## PROMPT
Repeat exactly, and only, the lines below starting at the line that contains "For every <instance>, produce" and ending at the line that contains "negative clicks: (535, 62) (530, 83)", inclusive of both.

Records from a dataset
== == ==

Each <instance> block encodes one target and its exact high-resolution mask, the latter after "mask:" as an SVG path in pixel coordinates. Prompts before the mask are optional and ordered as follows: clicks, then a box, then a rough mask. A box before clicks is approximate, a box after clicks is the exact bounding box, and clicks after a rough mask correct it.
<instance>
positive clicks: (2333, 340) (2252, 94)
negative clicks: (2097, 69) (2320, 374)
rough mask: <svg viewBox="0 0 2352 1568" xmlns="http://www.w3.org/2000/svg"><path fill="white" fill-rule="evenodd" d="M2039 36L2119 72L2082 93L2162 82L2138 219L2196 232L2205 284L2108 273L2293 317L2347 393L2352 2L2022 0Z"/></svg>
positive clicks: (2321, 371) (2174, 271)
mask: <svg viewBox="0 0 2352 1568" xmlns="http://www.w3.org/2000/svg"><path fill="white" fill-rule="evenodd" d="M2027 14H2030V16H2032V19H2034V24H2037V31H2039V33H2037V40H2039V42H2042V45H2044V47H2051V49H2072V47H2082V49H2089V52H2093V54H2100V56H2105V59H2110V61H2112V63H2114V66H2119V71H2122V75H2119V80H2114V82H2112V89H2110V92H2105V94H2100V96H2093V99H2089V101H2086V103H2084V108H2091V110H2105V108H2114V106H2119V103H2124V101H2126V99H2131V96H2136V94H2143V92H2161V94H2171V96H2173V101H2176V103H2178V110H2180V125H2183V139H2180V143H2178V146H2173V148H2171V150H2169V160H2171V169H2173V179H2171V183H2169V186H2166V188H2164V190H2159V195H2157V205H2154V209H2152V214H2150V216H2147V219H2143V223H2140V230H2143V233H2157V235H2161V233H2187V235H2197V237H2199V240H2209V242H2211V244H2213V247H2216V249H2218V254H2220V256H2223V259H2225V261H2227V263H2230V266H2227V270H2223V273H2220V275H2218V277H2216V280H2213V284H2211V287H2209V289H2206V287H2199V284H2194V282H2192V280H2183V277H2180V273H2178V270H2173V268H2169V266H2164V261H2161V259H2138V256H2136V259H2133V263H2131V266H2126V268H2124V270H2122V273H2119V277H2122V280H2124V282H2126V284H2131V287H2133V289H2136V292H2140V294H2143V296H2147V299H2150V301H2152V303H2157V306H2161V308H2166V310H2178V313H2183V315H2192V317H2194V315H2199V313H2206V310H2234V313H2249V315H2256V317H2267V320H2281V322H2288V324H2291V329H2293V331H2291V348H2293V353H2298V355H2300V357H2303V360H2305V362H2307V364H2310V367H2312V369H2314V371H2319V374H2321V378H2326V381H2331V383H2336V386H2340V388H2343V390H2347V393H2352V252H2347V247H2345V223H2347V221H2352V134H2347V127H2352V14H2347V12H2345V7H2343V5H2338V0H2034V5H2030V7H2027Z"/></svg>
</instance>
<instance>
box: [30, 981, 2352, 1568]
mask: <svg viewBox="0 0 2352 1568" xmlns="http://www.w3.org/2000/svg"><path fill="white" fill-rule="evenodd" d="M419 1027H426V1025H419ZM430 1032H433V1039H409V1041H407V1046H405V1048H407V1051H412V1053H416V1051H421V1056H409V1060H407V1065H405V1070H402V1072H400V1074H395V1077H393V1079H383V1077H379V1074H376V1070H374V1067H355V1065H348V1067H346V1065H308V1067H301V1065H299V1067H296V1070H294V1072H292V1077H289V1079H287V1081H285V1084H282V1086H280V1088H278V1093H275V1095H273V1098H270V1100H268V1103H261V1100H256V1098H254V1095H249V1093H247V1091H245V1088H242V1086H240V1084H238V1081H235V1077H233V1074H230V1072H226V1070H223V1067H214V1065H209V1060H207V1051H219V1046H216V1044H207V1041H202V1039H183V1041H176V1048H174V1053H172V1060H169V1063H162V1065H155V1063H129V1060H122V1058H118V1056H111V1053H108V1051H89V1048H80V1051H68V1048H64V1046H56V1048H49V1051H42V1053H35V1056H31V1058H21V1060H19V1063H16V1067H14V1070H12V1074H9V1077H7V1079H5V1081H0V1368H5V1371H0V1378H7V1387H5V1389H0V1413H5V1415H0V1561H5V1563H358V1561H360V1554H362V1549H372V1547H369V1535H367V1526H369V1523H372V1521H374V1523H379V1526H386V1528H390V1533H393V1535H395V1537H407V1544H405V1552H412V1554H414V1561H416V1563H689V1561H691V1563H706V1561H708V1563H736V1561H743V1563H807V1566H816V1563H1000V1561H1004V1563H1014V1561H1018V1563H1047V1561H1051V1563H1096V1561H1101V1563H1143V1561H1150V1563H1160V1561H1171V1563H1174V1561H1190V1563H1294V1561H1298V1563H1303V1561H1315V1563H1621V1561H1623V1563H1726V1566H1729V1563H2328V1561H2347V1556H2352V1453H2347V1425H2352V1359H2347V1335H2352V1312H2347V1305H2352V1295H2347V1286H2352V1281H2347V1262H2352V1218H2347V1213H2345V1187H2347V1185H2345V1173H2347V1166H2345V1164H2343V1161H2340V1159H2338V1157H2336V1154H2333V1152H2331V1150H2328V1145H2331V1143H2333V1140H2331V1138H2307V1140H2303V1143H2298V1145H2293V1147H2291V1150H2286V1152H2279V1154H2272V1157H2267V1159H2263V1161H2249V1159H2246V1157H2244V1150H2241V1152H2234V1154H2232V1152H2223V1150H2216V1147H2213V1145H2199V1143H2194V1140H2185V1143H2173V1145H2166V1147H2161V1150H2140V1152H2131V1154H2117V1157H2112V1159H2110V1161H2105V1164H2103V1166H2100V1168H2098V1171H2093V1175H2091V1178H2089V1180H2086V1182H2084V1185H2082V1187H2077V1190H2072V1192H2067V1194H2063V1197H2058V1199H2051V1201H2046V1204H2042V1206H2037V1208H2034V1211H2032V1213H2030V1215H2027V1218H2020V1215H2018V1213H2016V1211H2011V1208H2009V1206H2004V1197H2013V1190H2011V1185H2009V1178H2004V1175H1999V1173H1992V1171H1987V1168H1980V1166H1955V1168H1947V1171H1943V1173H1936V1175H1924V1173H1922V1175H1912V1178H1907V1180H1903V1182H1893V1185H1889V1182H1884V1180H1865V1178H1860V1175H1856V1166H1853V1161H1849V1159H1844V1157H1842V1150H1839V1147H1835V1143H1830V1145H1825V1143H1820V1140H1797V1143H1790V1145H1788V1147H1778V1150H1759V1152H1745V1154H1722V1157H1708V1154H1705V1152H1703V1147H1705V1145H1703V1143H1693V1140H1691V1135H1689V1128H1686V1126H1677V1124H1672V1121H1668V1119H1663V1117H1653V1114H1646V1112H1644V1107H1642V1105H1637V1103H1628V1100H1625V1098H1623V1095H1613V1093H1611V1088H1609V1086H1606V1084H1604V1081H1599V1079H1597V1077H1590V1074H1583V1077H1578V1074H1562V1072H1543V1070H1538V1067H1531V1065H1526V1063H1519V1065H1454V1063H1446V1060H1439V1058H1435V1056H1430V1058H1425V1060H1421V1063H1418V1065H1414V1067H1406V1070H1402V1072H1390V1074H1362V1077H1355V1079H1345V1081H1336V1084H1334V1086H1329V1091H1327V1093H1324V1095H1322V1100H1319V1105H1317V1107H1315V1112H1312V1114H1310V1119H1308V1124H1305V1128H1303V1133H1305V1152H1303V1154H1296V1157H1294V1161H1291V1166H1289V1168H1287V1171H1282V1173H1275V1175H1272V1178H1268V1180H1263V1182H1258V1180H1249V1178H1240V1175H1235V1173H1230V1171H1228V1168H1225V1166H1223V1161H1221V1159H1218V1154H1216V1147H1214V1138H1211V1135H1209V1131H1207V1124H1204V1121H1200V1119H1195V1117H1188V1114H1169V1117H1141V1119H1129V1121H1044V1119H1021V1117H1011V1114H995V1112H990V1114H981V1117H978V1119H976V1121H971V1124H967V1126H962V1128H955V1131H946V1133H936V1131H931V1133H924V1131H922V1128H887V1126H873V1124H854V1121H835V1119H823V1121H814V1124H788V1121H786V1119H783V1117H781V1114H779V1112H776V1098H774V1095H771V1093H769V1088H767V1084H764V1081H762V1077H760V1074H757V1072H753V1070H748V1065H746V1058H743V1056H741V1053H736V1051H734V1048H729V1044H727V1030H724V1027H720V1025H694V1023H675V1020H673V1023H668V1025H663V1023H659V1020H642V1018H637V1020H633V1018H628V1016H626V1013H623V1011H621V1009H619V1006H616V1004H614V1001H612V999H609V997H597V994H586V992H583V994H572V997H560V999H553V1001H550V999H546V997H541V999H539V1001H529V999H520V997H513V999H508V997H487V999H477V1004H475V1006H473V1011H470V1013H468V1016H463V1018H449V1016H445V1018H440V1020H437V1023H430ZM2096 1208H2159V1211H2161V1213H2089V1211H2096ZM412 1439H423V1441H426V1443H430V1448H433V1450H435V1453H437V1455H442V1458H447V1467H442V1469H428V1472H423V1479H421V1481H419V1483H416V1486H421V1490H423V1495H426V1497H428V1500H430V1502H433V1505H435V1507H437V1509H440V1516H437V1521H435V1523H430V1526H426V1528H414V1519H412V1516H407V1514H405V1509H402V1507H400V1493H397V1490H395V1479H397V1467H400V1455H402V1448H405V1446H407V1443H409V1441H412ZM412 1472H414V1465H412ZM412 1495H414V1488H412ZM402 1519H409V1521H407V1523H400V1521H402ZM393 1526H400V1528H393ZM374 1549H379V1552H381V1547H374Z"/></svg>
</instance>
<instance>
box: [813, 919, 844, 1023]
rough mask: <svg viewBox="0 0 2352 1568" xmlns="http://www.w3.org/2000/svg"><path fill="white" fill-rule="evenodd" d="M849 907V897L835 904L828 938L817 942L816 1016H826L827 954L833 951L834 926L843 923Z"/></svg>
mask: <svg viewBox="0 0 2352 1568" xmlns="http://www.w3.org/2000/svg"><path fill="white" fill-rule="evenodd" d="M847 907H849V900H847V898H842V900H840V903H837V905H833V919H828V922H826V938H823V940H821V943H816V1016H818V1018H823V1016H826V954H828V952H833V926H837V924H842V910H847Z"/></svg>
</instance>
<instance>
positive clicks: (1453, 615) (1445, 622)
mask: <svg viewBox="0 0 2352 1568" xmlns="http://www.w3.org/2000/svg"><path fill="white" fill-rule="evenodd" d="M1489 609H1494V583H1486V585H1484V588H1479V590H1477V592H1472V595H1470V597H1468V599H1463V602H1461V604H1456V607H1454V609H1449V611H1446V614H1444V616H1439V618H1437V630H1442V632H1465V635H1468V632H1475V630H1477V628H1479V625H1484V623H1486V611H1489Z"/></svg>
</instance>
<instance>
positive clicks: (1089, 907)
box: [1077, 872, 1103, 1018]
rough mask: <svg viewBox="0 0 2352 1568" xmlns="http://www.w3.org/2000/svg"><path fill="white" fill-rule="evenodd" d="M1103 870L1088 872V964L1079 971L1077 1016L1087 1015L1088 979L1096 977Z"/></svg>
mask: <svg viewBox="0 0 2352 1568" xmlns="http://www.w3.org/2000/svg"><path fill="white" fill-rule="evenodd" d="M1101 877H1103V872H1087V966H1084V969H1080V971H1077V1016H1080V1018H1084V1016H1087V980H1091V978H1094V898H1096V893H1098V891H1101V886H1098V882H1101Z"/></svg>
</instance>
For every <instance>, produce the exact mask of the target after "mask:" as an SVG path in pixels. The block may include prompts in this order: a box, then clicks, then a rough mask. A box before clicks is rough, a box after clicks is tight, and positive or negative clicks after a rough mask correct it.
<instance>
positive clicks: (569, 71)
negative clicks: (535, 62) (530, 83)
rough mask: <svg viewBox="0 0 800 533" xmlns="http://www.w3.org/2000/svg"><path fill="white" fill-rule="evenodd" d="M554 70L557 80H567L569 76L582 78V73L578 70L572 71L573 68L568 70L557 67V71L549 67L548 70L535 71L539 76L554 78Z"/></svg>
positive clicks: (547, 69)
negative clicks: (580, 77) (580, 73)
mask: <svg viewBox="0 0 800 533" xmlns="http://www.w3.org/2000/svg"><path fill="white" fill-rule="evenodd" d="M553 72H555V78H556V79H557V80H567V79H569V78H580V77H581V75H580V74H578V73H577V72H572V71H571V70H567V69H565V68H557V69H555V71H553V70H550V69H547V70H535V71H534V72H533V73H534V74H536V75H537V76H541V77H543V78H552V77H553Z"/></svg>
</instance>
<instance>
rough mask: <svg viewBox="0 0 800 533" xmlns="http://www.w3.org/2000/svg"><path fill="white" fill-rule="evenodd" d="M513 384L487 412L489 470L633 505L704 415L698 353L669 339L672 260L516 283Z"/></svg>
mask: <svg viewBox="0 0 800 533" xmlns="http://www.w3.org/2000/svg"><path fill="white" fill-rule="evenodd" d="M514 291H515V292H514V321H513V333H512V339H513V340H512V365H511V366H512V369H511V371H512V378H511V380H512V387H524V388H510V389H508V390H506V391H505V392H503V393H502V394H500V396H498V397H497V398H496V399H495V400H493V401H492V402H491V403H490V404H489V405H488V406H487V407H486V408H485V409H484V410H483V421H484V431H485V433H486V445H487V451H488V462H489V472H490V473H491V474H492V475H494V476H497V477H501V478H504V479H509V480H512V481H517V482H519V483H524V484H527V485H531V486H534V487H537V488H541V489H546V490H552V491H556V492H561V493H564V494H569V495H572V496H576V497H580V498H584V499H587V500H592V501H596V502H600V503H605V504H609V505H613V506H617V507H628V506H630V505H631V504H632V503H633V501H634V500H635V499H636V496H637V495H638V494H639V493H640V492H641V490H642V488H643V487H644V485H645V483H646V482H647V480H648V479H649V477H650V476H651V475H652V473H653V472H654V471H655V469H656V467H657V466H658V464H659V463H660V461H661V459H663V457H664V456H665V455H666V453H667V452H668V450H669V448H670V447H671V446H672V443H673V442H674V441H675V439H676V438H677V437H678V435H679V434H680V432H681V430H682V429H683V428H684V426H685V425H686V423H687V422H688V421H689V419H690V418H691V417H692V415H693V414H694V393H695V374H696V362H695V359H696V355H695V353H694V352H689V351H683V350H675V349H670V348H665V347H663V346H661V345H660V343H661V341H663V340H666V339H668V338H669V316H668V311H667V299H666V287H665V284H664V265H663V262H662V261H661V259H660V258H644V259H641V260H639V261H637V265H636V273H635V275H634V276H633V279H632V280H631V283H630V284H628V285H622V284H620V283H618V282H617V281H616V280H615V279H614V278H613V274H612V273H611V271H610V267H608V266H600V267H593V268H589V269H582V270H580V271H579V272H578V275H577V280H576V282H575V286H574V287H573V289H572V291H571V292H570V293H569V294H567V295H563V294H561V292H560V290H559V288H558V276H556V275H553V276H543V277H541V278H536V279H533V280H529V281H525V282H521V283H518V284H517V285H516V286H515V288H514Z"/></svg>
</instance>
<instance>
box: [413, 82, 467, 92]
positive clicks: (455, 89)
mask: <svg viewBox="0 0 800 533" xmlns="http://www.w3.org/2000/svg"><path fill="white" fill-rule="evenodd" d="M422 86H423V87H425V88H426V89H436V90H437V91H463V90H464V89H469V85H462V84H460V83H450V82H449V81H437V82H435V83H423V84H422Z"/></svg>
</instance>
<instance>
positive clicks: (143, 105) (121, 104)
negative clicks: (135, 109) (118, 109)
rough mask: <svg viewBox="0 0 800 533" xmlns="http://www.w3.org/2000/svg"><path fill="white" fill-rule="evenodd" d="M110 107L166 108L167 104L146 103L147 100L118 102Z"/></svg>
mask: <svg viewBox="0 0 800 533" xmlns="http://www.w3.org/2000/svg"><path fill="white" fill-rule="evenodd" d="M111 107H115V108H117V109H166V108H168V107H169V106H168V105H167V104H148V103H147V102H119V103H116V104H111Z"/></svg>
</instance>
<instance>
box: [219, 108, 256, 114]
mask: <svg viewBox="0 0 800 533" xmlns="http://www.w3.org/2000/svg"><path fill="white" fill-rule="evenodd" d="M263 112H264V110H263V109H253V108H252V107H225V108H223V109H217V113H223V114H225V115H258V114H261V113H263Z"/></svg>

== == ==

## EXPECTED OUTPUT
For every <instance>, produce the exact mask of the target after "mask:" as an SVG path in pixels. The block may include prompts in this order: a box, then clicks, then a rough mask. A box before clicks is rough, a box after clicks is tight, and positive or negative clicks after a rough mask correct it.
<instance>
positive clicks: (569, 71)
negative clicks: (535, 62) (530, 83)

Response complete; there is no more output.